TEXT PROVIDED
[Start]

What Timaeus is saying is that the heavens move like a great cosmic dial and that this motion allows us to tell time.

So the mythical early physicist and the greatest of modern physicists are saying the same thing: Time is what the clock tells, in one case the cosmic clock, in the other a local watch. And so say all working physicists in between. It is a working, a so-called operational definition of time, and it works just fine—until you begin to think about it. That time is what the clock tells is what one might call a dispositive definition. It disposes of time as an issue. But if you turn it around and try to say that the clock tells time you’re in trouble. Time never appears on the face of a clock. Nor does it appear anywhere else in nature, ever. All other natural phenomena appear somehow to sight or hearing or touch. Of time not a trace.

What does appear is motion. An analog clock is a standard cyclical motion. A digital clock is a standard progressive motion. Clocks are calibrated motions. There is no time actually used in physics and none that actually appears in nature. There is much more to be said about this shocking claim, and I’ll be happy to hear any arguments you might have.

[End]

INFORMATION SUPPLIED
[Start]

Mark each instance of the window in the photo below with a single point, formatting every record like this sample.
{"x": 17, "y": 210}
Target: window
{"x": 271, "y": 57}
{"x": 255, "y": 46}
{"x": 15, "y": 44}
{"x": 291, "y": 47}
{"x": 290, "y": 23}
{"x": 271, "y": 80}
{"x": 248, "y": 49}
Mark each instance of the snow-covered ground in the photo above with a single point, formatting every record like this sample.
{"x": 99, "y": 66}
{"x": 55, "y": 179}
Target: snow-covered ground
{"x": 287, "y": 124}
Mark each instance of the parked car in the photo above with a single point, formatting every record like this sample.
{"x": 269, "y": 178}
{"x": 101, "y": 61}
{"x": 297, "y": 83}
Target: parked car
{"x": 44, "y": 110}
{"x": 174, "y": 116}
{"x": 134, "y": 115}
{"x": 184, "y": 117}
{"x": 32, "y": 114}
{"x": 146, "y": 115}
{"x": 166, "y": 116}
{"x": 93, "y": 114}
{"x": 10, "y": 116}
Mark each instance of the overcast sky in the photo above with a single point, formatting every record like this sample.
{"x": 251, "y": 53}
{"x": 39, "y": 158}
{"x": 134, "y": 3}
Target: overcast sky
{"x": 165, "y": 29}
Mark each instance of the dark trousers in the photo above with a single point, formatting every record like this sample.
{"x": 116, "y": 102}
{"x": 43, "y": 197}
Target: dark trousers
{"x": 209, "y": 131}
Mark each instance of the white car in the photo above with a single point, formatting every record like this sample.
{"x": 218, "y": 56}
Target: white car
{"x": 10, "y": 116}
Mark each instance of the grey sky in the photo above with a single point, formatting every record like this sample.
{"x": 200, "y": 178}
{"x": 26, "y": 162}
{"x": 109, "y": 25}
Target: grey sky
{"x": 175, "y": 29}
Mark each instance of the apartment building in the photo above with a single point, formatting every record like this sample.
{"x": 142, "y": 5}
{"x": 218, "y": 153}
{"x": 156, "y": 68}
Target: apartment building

[End]

Extract word for word from the passage on time, starting at "So the mythical" and ending at "not a trace.". The listing has no role in this exercise.

FULL OUTPUT
So the mythical early physicist and the greatest of modern physicists are saying the same thing: Time is what the clock tells, in one case the cosmic clock, in the other a local watch. And so say all working physicists in between. It is a working, a so-called operational definition of time, and it works just fine—until you begin to think about it. That time is what the clock tells is what one might call a dispositive definition. It disposes of time as an issue. But if you turn it around and try to say that the clock tells time you’re in trouble. Time never appears on the face of a clock. Nor does it appear anywhere else in nature, ever. All other natural phenomena appear somehow to sight or hearing or touch. Of time not a trace.